● **Exercise directions**: Transcribe all records exactly.

● **Record excerpts**:
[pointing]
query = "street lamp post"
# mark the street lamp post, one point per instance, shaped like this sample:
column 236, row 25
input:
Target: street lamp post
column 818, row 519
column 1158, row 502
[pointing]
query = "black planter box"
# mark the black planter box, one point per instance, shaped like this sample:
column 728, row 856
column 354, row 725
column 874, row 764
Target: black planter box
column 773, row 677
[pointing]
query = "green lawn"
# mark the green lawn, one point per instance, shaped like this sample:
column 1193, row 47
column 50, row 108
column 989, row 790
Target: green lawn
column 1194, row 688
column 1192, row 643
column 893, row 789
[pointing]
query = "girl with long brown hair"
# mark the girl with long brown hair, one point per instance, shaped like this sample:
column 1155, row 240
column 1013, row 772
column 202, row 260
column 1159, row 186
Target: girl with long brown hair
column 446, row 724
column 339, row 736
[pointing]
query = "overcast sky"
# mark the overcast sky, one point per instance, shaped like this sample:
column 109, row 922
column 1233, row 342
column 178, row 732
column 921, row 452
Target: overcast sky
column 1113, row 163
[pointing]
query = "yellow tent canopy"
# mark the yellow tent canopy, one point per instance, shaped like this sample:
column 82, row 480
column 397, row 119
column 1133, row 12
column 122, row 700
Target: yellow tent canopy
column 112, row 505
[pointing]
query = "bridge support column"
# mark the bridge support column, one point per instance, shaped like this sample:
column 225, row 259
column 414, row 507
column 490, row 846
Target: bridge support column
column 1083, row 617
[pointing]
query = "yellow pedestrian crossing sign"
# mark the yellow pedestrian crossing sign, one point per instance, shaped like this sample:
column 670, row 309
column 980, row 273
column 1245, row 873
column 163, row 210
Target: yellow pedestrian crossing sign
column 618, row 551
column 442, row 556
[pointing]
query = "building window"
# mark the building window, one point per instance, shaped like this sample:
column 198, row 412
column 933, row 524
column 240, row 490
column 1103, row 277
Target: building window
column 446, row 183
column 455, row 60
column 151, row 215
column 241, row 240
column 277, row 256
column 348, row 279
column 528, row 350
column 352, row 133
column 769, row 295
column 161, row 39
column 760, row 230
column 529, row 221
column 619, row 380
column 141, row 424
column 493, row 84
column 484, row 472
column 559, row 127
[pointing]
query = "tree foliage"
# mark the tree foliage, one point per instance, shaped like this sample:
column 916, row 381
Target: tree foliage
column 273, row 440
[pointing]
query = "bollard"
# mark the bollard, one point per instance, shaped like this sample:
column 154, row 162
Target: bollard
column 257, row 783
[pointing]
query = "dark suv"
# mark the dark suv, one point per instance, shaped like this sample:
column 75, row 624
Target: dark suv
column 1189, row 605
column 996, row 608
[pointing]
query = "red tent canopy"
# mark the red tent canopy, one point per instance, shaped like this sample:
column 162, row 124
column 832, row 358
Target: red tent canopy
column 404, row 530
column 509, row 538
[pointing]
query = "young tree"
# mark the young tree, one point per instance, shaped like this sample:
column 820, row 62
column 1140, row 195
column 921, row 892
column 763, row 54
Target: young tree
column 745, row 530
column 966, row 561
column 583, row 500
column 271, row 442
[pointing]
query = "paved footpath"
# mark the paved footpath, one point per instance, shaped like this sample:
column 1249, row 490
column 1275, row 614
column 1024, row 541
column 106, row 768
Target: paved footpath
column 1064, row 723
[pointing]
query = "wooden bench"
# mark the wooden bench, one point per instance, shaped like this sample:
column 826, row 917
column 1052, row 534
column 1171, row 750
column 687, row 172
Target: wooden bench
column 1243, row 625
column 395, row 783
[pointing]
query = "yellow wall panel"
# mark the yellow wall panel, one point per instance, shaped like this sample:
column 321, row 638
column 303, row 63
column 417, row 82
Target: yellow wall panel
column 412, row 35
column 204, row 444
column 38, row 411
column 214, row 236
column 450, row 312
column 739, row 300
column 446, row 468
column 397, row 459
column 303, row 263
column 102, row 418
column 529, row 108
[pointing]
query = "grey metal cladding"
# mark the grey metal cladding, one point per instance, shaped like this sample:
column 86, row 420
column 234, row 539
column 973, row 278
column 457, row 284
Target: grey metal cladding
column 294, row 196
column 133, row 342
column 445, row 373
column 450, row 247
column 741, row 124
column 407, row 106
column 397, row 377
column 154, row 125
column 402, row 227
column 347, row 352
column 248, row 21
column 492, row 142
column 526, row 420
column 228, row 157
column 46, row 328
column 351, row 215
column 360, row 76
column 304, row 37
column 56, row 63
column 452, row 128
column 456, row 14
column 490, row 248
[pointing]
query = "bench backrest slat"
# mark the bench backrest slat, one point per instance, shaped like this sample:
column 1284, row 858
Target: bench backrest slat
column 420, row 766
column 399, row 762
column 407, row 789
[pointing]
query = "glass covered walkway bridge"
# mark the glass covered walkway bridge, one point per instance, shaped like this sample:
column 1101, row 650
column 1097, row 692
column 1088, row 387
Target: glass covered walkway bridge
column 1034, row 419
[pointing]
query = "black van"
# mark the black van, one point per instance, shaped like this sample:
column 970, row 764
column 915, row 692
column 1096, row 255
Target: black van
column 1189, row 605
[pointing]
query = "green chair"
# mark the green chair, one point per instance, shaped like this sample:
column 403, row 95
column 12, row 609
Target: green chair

● **Response**:
[pointing]
query = "street lamp post"
# mark the street lamp post, one point per instance, shaped like this sample:
column 236, row 25
input:
Target: street lamp post
column 818, row 519
column 1158, row 502
[pointing]
query = "black planter box"
# mark the black planter box, one point per instance, shaped like this sample:
column 728, row 856
column 354, row 725
column 874, row 764
Target: black planter box
column 773, row 677
[pointing]
query = "green lawn"
# mark the green lawn, one point per instance, shaped like this sample:
column 1193, row 47
column 50, row 108
column 989, row 790
Target: green lawn
column 1194, row 688
column 1192, row 643
column 893, row 789
[pointing]
query = "girl with long brown hair"
# mark the girl with long brown hair, one point per instance, shaped like this sample:
column 1155, row 240
column 1013, row 772
column 202, row 260
column 1159, row 186
Target: girl with long brown hair
column 446, row 724
column 339, row 736
[pointing]
query = "overcast sky"
# mark the overcast sky, one point per instance, shaped like this sample:
column 109, row 922
column 1233, row 342
column 178, row 732
column 921, row 452
Target: overcast sky
column 1113, row 163
[pointing]
query = "yellow tent canopy"
# mark the yellow tent canopy, one point per instance, shaped like this sample:
column 82, row 480
column 397, row 119
column 1133, row 12
column 122, row 700
Target: yellow tent canopy
column 112, row 505
[pointing]
query = "bridge support column"
# mark the bridge support column, one point per instance, shaped like this sample:
column 225, row 259
column 414, row 507
column 490, row 846
Target: bridge support column
column 1083, row 617
[pointing]
query = "yellow pedestrian crossing sign"
# mark the yellow pedestrian crossing sign, one point per instance, shaped like this sample:
column 670, row 309
column 980, row 273
column 1245, row 873
column 163, row 210
Target: yellow pedestrian crossing sign
column 618, row 551
column 442, row 556
[pointing]
query = "building window"
# mark the building window, one point per instance, shaped like this sample:
column 198, row 412
column 933, row 524
column 240, row 490
column 1103, row 277
Target: building window
column 446, row 183
column 455, row 60
column 151, row 215
column 241, row 240
column 277, row 256
column 348, row 279
column 528, row 350
column 352, row 133
column 769, row 295
column 161, row 39
column 760, row 230
column 529, row 221
column 619, row 380
column 141, row 424
column 493, row 84
column 484, row 472
column 559, row 127
[pointing]
query = "tree foliage"
# mark the tree foliage, one point per instance, shaped like this sample:
column 916, row 381
Target: tree foliage
column 273, row 440
[pointing]
query = "bollard"
# mark the bollard, one point per instance, shaped like this sample:
column 154, row 162
Target: bollard
column 257, row 783
[pointing]
query = "dark suv"
# mark the dark suv, one point per instance, shaped like this sample:
column 75, row 624
Target: dark suv
column 1189, row 605
column 996, row 608
[pointing]
query = "red tent canopy"
# mark the red tent canopy, one point per instance, shaped like this sample:
column 162, row 124
column 832, row 358
Target: red tent canopy
column 404, row 530
column 509, row 538
[pointing]
query = "young tree"
# mark the young tree, one point per instance, shaped like this sample:
column 820, row 62
column 1140, row 195
column 921, row 892
column 763, row 54
Target: young tree
column 745, row 530
column 966, row 561
column 583, row 500
column 271, row 442
[pointing]
query = "paved footpath"
# mark the paved footpath, one point per instance, shaped like this sample:
column 1249, row 490
column 1275, row 614
column 1024, row 541
column 106, row 768
Target: paved footpath
column 1064, row 723
[pointing]
query = "wooden bench"
# mark the wooden bench, one point per instance, shaped like this sample:
column 826, row 917
column 1052, row 534
column 1171, row 750
column 687, row 172
Target: wooden bench
column 1243, row 625
column 395, row 783
[pointing]
query = "yellow wall panel"
# mark the yellow wall panel, one point per instance, shaped like this sample:
column 321, row 638
column 303, row 63
column 417, row 82
Target: yellow wall panel
column 412, row 35
column 204, row 444
column 38, row 411
column 214, row 236
column 450, row 312
column 739, row 300
column 446, row 468
column 397, row 459
column 303, row 263
column 102, row 418
column 529, row 108
[pointing]
query = "grey metal cladding"
# mark the grey metal cladding, one point per instance, shaped like this sample:
column 86, row 420
column 234, row 539
column 973, row 278
column 457, row 284
Target: grey metal cladding
column 294, row 196
column 133, row 342
column 445, row 373
column 450, row 247
column 741, row 124
column 407, row 106
column 397, row 377
column 154, row 125
column 402, row 227
column 347, row 352
column 248, row 21
column 492, row 142
column 526, row 420
column 228, row 157
column 46, row 328
column 351, row 215
column 360, row 76
column 304, row 37
column 56, row 63
column 452, row 128
column 456, row 14
column 490, row 248
[pointing]
query = "bench backrest slat"
# mark the bench backrest slat, one point per instance, shaped like this sample:
column 1284, row 858
Target: bench backrest slat
column 420, row 766
column 399, row 762
column 407, row 789
[pointing]
query = "glass covered walkway bridge"
# mark the glass covered walkway bridge, one point per instance, shaped like this sample:
column 1101, row 650
column 1097, row 692
column 1088, row 387
Target: glass covered walkway bridge
column 1034, row 419
[pointing]
query = "black van"
# mark the black van, one point per instance, shaped like this sample:
column 970, row 764
column 915, row 692
column 1096, row 255
Target: black van
column 1189, row 605
[pointing]
query = "green chair"
# mark the green chair, one point per instance, shaped like this sample:
column 403, row 95
column 12, row 609
Target: green chair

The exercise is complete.